Actions to take |
1 - In the article on databases in a Kubernetes workflow, where did the team deploy its databases in the past?
2 - Please continue the article on databases in a Kubernetes workflow, picking up right after its final sentence.

Provided text |
□ □ □ □
How we develop apps that rely on databases in a Kubernetes workflow
Recently, our team has switched to using Kubernetes for all of our hosted services. There are many reasons we decided to start using Kubernetes, but here’s a few of them:
- Ability to write code that is not specific to any cloud provider
- Improved ability to scale based on demand
- Reduced cost compared to existing solution
Furthermore, containerising our applications made us think very carefully about dividing up our application into microservices that are all stateless. This means they can be easily scaled or replaced by Kubernetes without downtime. Stateless code is great, but it’s likely you’ll end up needing to store state somewhere, and that traditionally takes shape as a database. We had a think about databases in Kubernetes and suddenly the story became less clear.
What’s the state of production?
In the past, we’ve always deployed our databases in a cloud-provider’s managed PaaS offering. This was great because we didn’t have to worry about provisioning and mounting disks, managing backups, configuring monitoring, allocating correct amounts of compute or RAM to the underlying machine, etc.
However, we asked ourselves if databases made sense in the Kubernetes cluster alongside the rest of the application*. We quickly realised we’d be sacrificing all of the niceties from managed services for the benefit of… well, what? We weren’t really sure what putting our database in a container gave us. Yes, it prevents our reliance on a managed database service, but that was never really a problem anyway since all of our code worked through connection strings. It just so happened that the connection string pointed at a cloud-providers service. To our code, a database is a database — wherever it lives.
Because our team was developing software to validate product/market fit, we quickly decided we didn’t have the capacity or desire to manage all of the backups/monitoring/compute provisioning ourselves. So we settled on using a Kubernetes external service to point to a cloud-providers managed service in production.
During development, we follow the same approach as Kelsey Hightower:
Databases add some extra complexity, though.
We don’t want to make each developer install the required database server on their machine. That makes getting up and running slower and also consumes resources unnecessarily.
PaaS databases weren’t a perfect solution either. You still need to worry about manual operational tasks like creating new databases, rolling back migrations, resetting the database when you do something wrong, etc. There’s also the concern of data size and time constraints. If I want significant amounts of data to replicate production use cases, then copying or generating that data is going to take a long time.
Containers to the rescue?
We decided to investigate if using database containers could solve the problems described above.
On paper it looked great. We could spin up the database server, grab a connection string and connect to it in our development environment. When we were done, we could delete the container and start from scratch again next time.
□ □ □ □
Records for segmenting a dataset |
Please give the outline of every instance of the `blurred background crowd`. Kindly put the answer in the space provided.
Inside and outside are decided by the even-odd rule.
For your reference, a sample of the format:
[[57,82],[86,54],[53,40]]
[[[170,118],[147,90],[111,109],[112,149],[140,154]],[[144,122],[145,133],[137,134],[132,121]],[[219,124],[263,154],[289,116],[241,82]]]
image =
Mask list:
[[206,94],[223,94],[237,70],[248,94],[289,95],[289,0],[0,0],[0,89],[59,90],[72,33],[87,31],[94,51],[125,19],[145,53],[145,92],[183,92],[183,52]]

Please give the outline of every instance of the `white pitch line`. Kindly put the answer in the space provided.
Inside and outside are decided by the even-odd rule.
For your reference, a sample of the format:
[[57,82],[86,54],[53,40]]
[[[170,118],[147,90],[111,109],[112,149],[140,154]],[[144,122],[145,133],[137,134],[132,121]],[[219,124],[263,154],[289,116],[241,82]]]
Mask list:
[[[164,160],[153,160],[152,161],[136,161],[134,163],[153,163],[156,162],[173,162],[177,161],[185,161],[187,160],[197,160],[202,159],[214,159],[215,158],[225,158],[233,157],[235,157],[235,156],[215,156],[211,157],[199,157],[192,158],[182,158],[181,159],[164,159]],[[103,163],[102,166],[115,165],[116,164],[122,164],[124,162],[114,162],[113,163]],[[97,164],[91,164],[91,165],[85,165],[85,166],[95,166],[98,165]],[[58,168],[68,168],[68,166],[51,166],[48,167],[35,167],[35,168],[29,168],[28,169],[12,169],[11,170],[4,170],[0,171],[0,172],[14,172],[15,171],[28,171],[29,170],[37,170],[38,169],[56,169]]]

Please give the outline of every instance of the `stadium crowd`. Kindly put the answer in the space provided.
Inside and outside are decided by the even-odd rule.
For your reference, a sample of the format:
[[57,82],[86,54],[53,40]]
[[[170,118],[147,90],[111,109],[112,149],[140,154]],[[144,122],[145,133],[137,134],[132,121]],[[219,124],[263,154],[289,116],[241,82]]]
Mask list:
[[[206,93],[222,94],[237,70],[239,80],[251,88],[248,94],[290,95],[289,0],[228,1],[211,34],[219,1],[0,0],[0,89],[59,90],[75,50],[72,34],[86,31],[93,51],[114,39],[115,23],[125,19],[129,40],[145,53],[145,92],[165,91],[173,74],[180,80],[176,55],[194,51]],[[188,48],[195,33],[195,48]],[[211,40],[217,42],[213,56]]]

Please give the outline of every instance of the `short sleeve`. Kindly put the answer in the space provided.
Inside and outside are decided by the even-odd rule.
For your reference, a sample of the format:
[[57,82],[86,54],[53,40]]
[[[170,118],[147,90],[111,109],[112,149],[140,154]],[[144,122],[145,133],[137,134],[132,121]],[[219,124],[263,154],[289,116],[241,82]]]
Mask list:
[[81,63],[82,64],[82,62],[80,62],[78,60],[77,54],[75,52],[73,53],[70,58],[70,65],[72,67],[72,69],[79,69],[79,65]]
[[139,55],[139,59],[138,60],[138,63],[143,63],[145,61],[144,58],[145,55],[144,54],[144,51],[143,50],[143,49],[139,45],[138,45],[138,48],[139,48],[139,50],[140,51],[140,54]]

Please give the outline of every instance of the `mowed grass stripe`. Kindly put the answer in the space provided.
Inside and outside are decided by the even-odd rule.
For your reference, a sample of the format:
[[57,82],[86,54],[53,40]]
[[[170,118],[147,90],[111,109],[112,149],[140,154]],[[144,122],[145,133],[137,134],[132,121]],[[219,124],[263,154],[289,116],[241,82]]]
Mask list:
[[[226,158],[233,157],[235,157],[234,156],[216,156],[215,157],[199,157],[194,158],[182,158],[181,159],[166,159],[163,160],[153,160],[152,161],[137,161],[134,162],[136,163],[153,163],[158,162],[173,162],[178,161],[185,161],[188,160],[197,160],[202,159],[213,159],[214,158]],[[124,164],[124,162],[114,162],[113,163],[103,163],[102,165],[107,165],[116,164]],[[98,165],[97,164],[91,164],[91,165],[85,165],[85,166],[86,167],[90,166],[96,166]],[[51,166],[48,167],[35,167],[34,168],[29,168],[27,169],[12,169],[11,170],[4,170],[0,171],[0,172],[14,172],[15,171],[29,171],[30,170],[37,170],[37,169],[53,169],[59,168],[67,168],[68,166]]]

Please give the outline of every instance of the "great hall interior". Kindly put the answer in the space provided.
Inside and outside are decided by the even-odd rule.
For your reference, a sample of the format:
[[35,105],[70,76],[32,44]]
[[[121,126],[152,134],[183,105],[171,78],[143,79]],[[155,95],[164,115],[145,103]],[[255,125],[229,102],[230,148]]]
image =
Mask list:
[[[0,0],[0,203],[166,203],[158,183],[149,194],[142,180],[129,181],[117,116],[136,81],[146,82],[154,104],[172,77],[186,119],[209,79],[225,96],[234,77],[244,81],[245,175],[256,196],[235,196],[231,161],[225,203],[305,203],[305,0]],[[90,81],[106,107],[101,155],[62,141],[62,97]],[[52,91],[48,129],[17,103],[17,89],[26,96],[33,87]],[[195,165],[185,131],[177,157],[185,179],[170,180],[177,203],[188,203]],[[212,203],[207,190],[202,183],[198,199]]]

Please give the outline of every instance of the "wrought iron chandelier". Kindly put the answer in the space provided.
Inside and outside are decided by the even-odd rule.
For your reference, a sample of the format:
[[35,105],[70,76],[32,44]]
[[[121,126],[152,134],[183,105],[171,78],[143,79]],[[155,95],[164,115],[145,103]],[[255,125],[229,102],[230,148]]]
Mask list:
□ □ □ □
Responses |
1 - In a cloud provider's managed PaaS offering.

2 -
Trouble in paradise
Spinning up database containers is great to get a development environment up quickly. However there’s an annoying consideration that isn’t usually a problem for applications: state. Here’s a few things we thought about:
- I need my database to start with the schema in place
- I might need some data in there when it starts, to make my development and testing workflow easier
- I might want that data to persist after I stop debugging
- I might want to start from a known-checkpoint with data that is known to reproduce a bug or scenario
- I might want to switch between branches, and I expect my data to stay with the branch so I can come back to it later
- I might want to run some tests on production-like data to make sure that my changes work as expected
- I might want to spin up a database with production-like data to test my latest application changes, and then tear it down immediately afterwards
- I don’t want any of these operations to take a long time
- I don’t want to take up GBs of space on my local machine
Some of these things can be solved easier than others. Initialising the schema can be done with manual scripts or automated tools as part of the container start-up process (this can be achieved with jobs in Kubernetes, for example). Persisting the data after stopping debugging is easy if you don’t restart the container every debug cycle, or if you use mounted volumes (although you’re not starting from a baseline each time you debug, as is the case for applications).
What about switching branches and production-like data? You might be able to achieve some of this with extra effort involving writing your own scripts or provisioning system.
But suddenly you’re using your time to solve a database development problem, instead of whatever business problem your application as a whole is designed to solve.
This is perhaps best expressed by Sarah Wells from the Financial Times at KubeCon 2018 EU, when discussing why they moved to Kubernetes from their own in-house systems:
“The FT is not a cluster orchestration company, we are a news organisation. And that’s where we should focus our innovation.”
Bridging the gap
We believe that development shouldn’t be blocked by the database. Containers go some way to solving this problem, but the issue of state still gets in the way.
In the Foundry team at Redgate, we’ve felt the pain of this frequently enough that we decided to investigate how we might solve these problems. The solution is starting to take shape in what we’re calling Project Spawn. With Project Spawn, we’re able to provision database environments with data rapidly. We don’t have to worry about allocating huge amounts of disk space locally, or worry about installing database servers anywhere. We define a database environment via a config file, and request it using the command line.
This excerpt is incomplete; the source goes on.